→ Set exercise
Reproduce word for word the part of the rows that opens with the line containing "Where can the eyebrow" and runs through the end of the rows, both ends included.

→ Material provided
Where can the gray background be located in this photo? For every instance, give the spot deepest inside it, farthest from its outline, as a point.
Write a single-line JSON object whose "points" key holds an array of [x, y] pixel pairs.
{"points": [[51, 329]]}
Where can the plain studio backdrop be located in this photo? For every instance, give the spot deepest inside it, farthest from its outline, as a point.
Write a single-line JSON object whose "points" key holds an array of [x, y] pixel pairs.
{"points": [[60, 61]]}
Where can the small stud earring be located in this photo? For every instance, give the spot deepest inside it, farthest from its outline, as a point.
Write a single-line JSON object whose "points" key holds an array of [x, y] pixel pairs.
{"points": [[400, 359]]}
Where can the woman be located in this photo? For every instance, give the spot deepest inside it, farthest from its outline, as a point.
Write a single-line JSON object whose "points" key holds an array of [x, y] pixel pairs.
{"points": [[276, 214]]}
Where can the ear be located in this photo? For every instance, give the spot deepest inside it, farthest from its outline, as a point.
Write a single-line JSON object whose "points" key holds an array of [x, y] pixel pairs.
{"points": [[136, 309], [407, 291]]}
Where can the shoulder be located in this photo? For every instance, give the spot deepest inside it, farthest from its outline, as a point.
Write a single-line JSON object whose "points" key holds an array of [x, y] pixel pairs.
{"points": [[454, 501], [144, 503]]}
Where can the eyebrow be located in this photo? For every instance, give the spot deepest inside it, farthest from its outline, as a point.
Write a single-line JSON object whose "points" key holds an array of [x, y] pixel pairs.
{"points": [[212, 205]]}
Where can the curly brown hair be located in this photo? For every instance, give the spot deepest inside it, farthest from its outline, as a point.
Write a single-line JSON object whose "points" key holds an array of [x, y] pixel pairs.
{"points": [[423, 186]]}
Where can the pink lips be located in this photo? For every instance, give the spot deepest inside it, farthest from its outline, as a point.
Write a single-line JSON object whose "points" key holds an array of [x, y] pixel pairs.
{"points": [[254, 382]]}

→ Written solution
Where can the eyebrow be located in this photo? For every instance, give the spot deepest inside it, farthest from its outline, as a point.
Write a single-line JSON object whose "points" key holds an array of [x, y] pixel pairs.
{"points": [[212, 205]]}
Where can the curly brown hair be located in this photo? For every instance, give the spot deepest inside it, farthest from its outline, as a point.
Write a single-line JSON object whose "points" key holds an array of [x, y] pixel pairs.
{"points": [[423, 186]]}
Where can the pink lips be located in this photo? For every instance, give the spot deepest inside it, farthest from its outline, as a point.
Write a single-line JSON object whose "points" key holds an array of [x, y] pixel pairs.
{"points": [[254, 382]]}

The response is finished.